Records drawn from a dataset:
-- Opening Marker --
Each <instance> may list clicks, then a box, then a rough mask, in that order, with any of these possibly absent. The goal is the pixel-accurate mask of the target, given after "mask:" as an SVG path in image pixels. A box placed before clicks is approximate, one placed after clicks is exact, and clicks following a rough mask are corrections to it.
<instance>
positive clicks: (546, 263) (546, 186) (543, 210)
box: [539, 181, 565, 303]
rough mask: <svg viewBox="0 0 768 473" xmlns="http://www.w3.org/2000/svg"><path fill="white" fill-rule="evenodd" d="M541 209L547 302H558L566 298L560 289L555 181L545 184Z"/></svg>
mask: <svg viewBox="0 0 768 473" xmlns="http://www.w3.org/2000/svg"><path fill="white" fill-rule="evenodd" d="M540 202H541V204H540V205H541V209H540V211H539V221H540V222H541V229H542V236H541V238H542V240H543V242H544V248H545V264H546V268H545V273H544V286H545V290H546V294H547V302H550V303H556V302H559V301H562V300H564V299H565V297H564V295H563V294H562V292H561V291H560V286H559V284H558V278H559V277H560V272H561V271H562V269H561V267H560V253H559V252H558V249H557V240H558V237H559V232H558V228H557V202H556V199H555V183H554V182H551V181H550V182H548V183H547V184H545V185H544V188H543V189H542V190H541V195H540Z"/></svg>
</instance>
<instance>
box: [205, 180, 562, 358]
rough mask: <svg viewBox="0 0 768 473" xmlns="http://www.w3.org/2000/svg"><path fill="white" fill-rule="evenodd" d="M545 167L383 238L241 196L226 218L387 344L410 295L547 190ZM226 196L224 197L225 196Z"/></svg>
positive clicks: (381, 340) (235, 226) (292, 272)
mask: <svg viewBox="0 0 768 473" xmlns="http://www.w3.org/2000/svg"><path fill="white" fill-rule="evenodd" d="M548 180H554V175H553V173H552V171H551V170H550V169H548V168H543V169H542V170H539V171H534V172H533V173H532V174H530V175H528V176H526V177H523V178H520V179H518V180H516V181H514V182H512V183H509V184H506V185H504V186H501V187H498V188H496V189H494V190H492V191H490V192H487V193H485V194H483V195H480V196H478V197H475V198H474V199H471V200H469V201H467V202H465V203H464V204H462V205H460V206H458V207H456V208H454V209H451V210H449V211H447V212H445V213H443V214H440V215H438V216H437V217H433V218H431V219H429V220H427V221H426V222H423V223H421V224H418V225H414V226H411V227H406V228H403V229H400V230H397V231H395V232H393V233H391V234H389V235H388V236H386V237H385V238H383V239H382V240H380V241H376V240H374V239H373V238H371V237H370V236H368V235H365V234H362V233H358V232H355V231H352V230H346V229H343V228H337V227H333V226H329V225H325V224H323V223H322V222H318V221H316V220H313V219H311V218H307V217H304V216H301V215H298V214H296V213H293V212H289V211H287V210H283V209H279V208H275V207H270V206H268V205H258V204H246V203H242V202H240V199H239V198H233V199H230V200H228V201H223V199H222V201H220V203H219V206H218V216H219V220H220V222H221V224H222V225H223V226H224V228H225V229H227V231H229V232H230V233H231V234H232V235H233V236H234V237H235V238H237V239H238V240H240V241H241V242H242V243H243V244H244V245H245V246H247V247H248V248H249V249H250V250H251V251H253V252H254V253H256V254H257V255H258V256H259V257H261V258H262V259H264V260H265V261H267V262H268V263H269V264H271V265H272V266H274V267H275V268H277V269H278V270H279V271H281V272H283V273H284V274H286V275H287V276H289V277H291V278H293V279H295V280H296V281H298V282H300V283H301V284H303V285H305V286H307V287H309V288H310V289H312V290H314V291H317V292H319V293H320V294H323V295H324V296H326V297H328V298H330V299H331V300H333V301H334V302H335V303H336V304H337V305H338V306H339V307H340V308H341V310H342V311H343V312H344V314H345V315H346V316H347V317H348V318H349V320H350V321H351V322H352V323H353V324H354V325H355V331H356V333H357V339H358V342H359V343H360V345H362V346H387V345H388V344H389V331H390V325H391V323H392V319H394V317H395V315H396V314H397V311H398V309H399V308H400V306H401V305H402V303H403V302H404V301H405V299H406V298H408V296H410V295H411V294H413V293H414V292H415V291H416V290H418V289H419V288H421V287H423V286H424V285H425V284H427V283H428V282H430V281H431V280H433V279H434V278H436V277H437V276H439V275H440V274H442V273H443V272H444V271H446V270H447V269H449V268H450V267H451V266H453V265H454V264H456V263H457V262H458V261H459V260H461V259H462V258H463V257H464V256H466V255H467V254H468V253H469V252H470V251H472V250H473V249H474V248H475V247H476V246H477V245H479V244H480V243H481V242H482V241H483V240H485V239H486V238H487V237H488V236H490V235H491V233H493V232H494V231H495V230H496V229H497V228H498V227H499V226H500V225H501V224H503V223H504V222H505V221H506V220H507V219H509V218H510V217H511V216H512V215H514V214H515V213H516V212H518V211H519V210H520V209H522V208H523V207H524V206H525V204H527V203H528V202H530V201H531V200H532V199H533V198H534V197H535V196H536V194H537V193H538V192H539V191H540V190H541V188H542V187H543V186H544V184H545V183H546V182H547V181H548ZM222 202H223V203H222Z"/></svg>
-- Closing Marker --
◆ **WORK TO BE COMPLETED**: Every entry above should be given again exactly as shown.

◆ **YOUR RESPONSE**:
Each <instance> may list clicks, then a box, then a rough mask, in that order, with any of these possibly absent. The goal is the pixel-accurate mask of the target, given after "mask:" as an SVG path in image pixels. A box placed before clicks is approximate, one placed after clicks is exact, and clicks following a rough mask are corrections to it.
<instance>
positive clicks: (546, 263) (546, 186) (543, 210)
box: [539, 181, 565, 303]
rough mask: <svg viewBox="0 0 768 473" xmlns="http://www.w3.org/2000/svg"><path fill="white" fill-rule="evenodd" d="M541 209L547 302H558L566 298L560 289L555 181L545 184Z"/></svg>
mask: <svg viewBox="0 0 768 473" xmlns="http://www.w3.org/2000/svg"><path fill="white" fill-rule="evenodd" d="M540 202H541V204H540V205H541V209H540V211H539V221H540V222H541V229H542V236H541V238H542V240H543V242H544V248H545V264H546V268H545V273H544V286H545V290H546V294H547V302H550V303H556V302H559V301H562V300H564V299H565V297H564V295H563V294H562V292H561V291H560V286H559V284H558V278H559V277H560V272H561V271H562V269H561V267H560V253H559V252H558V249H557V240H558V237H559V232H558V228H557V202H556V199H555V183H554V182H551V181H550V182H548V183H547V184H545V185H544V188H543V189H542V190H541V195H540Z"/></svg>
</instance>
<instance>
box: [205, 180, 562, 358]
rough mask: <svg viewBox="0 0 768 473" xmlns="http://www.w3.org/2000/svg"><path fill="white" fill-rule="evenodd" d="M545 167L383 238L241 196L226 218L387 344L410 295L547 190ZM226 196L224 197L225 196Z"/></svg>
positive clicks: (381, 340) (235, 226) (292, 272)
mask: <svg viewBox="0 0 768 473" xmlns="http://www.w3.org/2000/svg"><path fill="white" fill-rule="evenodd" d="M548 180H554V175H553V173H552V171H551V170H550V169H548V168H543V169H542V170H539V171H534V172H533V173H532V174H530V175H528V176H526V177H523V178H520V179H518V180H516V181H514V182H512V183H509V184H506V185H504V186H501V187H498V188H496V189H494V190H492V191H490V192H487V193H485V194H483V195H480V196H478V197H475V198H474V199H471V200H469V201H467V202H465V203H464V204H462V205H460V206H458V207H456V208H454V209H451V210H449V211H447V212H445V213H443V214H440V215H438V216H437V217H433V218H431V219H429V220H427V221H426V222H423V223H421V224H418V225H414V226H411V227H406V228H403V229H400V230H397V231H395V232H393V233H391V234H389V235H388V236H386V237H385V238H383V239H382V240H380V241H376V240H374V239H373V238H371V237H370V236H368V235H365V234H362V233H358V232H355V231H352V230H346V229H343V228H337V227H333V226H329V225H325V224H323V223H322V222H318V221H316V220H313V219H311V218H307V217H304V216H301V215H298V214H296V213H293V212H289V211H287V210H283V209H279V208H275V207H270V206H268V205H258V204H246V203H242V202H240V199H239V198H233V199H230V200H228V201H223V199H222V201H220V203H219V206H218V216H219V220H220V222H221V224H222V225H223V226H224V228H225V229H227V231H229V232H230V233H231V234H232V235H233V236H234V237H235V238H237V239H238V240H240V241H241V242H242V243H243V244H244V245H245V246H247V247H248V248H249V249H250V250H251V251H253V252H254V253H256V254H257V255H258V256H259V257H261V258H262V259H264V260H265V261H267V262H268V263H269V264H271V265H272V266H274V267H275V268H277V269H278V270H279V271H281V272H283V273H284V274H286V275H287V276H289V277H291V278H293V279H295V280H296V281H298V282H300V283H301V284H303V285H305V286H307V287H309V288H310V289H312V290H314V291H317V292H319V293H320V294H323V295H324V296H326V297H328V298H330V299H331V300H333V301H334V302H335V303H336V304H337V305H338V306H339V307H340V308H341V310H342V311H343V312H344V314H345V315H346V316H347V317H348V318H349V320H350V321H351V322H352V323H353V324H354V325H355V331H356V333H357V339H358V342H359V343H360V345H362V346H387V345H388V344H389V331H390V325H391V323H392V319H394V317H395V315H396V314H397V311H398V309H399V308H400V306H401V305H402V303H403V302H404V301H405V299H406V298H408V296H410V295H411V294H413V293H414V292H415V291H416V290H418V289H419V288H421V287H423V286H424V285H425V284H427V283H428V282H430V281H431V280H433V279H434V278H436V277H437V276H439V275H440V274H442V273H443V272H444V271H446V270H447V269H449V268H450V267H451V266H453V265H454V264H456V263H457V262H458V261H459V260H461V259H462V258H463V257H464V256H466V255H467V254H468V253H469V252H470V251H472V250H473V249H474V248H475V247H476V246H477V245H479V244H480V243H481V242H482V241H483V240H485V239H486V238H487V237H488V236H490V235H491V233H493V232H494V231H495V230H496V229H497V228H498V227H499V226H500V225H501V224H503V223H504V222H505V221H506V220H507V219H509V218H510V217H511V216H512V215H514V214H515V213H516V212H518V211H519V210H520V209H522V208H523V207H524V206H525V204H527V203H528V202H530V201H531V200H532V199H533V198H534V197H535V196H536V194H537V193H538V192H539V191H540V190H541V188H542V187H543V186H544V184H545V183H546V182H547V181H548ZM222 202H223V203H222Z"/></svg>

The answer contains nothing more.